This project is based on 2 parts. The first part is basically already done. I need help with the second part.
**Part I**
Analyze the size of the caches on the machine.
Then answer a set of given questions in a written report:
**Part II**
Use the information you gathered in Part I to evaluate the performance of the six possible loop orderings for matrix-matrix multiplication. You should write a function, MM, that performs matrix multiplication on *N* x *N* matrices. The inputs to your matrix multiplication function are two matrices, *A* of dimension *N*x*N* and *B* of dimension *N*x*N*, along with *N*. The output of the function is the *N*x*N* matrix *C = A · B*. Implement all six variants in the C programming language, with three levels of manual loop unrolling for each variant - none, 2 and 4 (loop unrolling at level *i* means *i* iterations of the loop are merged into 1 iteration of the unrolled loop). You can assume that *N* is divisible by 4. Evaluate the performance of all the programs (18 in total) for values of *N* up to 512, for N a power of 2, starting at 16 (i.e. *N* = 16, 32, 64, ..., 512). Run each variant multiple times to be sure you get consistent timings (i.e. throw out outliers, and average the run times for a given variant). The matrix entries should have type **double**. You can fill in the matrix entries however you want (but don't make them all the same). The overall idea is to determine which variations work best for which values of *N*, and why.

§ Items
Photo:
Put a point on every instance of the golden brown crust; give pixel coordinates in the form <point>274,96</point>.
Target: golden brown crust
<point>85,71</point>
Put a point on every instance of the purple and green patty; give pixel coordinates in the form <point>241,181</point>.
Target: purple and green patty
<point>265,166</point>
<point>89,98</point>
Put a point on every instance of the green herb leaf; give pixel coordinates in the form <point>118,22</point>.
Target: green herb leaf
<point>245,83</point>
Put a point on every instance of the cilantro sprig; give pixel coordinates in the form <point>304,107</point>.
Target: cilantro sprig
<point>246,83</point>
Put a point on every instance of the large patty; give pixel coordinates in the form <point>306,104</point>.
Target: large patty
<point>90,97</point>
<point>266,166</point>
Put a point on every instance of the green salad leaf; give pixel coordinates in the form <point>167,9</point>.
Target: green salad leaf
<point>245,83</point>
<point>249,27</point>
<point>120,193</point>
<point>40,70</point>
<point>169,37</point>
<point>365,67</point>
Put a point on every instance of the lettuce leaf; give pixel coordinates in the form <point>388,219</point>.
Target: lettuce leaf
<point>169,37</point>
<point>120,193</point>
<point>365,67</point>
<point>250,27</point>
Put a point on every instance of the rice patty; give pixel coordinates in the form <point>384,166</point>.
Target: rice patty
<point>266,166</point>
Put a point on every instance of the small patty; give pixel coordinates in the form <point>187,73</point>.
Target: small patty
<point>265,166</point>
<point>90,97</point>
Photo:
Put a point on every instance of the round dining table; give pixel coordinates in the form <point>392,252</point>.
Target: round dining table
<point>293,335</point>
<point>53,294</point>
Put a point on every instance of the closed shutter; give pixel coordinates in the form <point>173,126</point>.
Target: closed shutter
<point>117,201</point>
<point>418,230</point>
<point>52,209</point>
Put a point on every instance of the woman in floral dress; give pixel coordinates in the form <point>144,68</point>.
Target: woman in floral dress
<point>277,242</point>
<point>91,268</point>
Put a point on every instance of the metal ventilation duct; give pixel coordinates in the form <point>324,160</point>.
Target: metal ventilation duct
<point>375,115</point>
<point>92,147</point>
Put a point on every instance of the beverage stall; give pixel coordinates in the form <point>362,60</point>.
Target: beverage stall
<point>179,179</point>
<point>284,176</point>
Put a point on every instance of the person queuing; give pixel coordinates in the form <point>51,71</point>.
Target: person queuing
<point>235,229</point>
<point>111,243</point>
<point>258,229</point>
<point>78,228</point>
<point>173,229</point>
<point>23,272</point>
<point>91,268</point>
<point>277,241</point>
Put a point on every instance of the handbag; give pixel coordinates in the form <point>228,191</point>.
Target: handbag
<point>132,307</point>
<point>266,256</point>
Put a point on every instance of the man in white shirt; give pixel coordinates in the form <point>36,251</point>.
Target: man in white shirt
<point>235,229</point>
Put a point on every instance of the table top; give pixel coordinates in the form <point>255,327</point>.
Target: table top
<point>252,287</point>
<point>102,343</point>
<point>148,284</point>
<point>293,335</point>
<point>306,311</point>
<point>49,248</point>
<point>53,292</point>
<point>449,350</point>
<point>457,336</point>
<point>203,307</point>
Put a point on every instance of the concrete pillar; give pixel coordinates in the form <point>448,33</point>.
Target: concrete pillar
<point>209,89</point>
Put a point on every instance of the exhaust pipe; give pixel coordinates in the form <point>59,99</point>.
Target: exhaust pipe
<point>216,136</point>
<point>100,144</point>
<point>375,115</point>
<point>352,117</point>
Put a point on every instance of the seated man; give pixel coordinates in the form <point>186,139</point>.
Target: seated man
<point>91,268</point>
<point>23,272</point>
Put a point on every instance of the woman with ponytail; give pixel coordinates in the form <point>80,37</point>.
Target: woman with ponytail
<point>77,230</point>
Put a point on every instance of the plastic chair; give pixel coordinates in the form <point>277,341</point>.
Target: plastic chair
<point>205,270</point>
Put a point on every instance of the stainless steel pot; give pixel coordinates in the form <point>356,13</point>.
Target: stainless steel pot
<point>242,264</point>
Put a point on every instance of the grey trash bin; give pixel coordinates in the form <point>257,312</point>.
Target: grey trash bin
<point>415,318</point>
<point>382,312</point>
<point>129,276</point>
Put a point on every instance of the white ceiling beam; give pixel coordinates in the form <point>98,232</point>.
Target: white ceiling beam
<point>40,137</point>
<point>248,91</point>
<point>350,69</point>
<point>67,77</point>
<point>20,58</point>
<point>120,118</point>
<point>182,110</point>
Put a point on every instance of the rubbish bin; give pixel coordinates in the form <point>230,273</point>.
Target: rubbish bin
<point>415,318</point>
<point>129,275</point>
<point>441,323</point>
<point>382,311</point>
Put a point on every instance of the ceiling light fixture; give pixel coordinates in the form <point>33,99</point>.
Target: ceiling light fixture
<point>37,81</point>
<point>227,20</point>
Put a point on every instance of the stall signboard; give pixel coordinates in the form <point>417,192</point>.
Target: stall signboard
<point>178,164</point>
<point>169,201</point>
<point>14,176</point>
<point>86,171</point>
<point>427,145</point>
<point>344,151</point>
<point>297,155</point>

§ To do
**A.** From the project description, return everything from "This project is" down to "on the machine.".
**B.** Answer these about the project description:
(i) What does Part I ask to be analyzed on the machine?
(ii) What levels of manual loop unrolling must each variant use?
(iii) What type should the matrix entries have?
**C.** Continue the project description from its last sentence.
The records come from a different source than the project description.

§ Per-task outputs
**A.**
This project is based on 2 parts. The first part is basically already done. I need help with the second part.
**Part I**
Analyze the size of the caches on the machine.

**B.**
(i) The size of the caches.
(ii) None, 2 and 4.
(iii) double

**C.**
Write up the results of your program in which you would have to include specified details.
## Deliverables
1) Complete and fully-functional working program(s) in executable form as well as complete source code of all work done. 2) Installation package that will install the software (in ready-to-run condition) on the platform(s) specified in this bid request. 3) Complete ownership and distribution copyrights to all work purchased.
## Platform
Runtime environment
You must run your code on the CSIC Linux cluster, available via ssh at [login to view URL] (that IP address corresponds to the remote login server machines), so that's where you should do your development work and run the programs. More information about the lab is available here. To get accurate timing results, we suggest going to the lab and sitting at one of the machines, so that you are likely to be the only user on the machine. Also, for Part II, the timing routines from Exercise 5.2 for Part I are not accurate enough to time your matrix multiply programs. For more accurate timing routines, look at the man page for the **gettimeofday**() C library function.
I can provide more details ..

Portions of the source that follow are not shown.